§ **Action item**
Filter the material below down to the lines with the word "mountain" and give those lines.

[Data in this exercise — start]

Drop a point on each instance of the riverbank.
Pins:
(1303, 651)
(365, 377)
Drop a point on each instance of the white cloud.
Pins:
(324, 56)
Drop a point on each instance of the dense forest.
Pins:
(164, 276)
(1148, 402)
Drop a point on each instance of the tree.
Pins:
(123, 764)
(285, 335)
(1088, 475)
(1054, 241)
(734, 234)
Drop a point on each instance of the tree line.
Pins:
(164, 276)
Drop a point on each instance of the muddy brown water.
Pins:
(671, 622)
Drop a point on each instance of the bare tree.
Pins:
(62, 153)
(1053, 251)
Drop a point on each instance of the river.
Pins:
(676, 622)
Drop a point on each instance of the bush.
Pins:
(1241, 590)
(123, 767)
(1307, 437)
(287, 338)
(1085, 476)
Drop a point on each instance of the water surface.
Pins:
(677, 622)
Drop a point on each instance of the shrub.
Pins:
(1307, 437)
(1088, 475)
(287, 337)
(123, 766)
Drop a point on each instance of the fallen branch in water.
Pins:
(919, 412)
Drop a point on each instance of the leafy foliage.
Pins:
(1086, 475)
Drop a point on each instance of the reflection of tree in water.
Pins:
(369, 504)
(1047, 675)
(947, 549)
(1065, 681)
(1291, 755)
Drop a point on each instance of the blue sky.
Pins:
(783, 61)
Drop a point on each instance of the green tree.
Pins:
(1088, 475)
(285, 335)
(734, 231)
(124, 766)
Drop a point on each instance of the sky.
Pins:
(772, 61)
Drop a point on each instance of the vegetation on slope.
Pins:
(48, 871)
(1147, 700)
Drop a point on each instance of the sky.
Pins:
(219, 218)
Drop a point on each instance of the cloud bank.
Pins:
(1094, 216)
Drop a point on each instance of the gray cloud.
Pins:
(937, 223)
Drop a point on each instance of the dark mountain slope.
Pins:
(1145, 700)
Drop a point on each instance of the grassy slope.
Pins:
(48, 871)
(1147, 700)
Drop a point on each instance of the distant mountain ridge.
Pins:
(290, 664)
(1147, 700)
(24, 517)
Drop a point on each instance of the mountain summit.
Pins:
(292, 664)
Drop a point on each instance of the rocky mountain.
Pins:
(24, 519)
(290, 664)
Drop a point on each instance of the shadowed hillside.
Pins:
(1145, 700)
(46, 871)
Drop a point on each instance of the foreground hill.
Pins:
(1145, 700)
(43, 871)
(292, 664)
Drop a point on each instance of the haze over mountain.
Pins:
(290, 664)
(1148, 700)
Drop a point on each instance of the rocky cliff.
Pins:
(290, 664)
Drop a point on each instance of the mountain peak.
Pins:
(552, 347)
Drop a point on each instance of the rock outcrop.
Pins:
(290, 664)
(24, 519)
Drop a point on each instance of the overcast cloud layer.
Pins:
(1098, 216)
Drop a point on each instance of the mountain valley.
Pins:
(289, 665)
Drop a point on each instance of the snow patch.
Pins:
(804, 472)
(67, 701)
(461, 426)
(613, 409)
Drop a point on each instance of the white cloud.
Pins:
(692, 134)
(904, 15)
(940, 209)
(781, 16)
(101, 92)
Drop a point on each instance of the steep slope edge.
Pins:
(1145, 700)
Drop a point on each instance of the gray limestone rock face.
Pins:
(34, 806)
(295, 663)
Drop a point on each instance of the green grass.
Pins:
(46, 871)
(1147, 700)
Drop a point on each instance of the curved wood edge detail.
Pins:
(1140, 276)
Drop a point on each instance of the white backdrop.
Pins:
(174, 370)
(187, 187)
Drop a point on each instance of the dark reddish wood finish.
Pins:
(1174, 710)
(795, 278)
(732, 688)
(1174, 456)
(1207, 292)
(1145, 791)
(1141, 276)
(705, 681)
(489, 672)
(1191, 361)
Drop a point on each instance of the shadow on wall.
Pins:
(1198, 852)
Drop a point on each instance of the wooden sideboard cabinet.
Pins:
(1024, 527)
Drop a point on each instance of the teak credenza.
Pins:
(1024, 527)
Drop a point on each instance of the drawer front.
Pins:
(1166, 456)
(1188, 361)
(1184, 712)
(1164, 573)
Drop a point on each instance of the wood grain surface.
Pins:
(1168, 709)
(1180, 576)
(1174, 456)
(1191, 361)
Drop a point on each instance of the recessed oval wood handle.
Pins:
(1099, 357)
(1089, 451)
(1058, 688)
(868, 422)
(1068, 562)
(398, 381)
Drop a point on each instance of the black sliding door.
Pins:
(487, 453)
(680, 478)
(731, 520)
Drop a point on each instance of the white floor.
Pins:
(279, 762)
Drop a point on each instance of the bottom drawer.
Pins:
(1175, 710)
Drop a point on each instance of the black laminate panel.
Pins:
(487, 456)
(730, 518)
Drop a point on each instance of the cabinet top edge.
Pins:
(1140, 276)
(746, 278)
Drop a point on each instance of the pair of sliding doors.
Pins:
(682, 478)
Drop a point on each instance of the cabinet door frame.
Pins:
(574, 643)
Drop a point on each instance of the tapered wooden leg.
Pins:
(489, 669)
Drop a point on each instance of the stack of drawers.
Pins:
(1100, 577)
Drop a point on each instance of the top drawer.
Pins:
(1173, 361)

[Data in this exercise — finish]

§ **Task solution**
Drop a point on each instance of the dark mountain slope.
Drop a point on each instance of the distant mountain ridge.
Drop a point on each instance of the mountain summit.
Drop a point on each instance of the rocky mountain.
Drop a point on each instance of the haze over mountain.
Drop a point on each instance of the mountain peak.
Drop a point on each instance of the mountain valley.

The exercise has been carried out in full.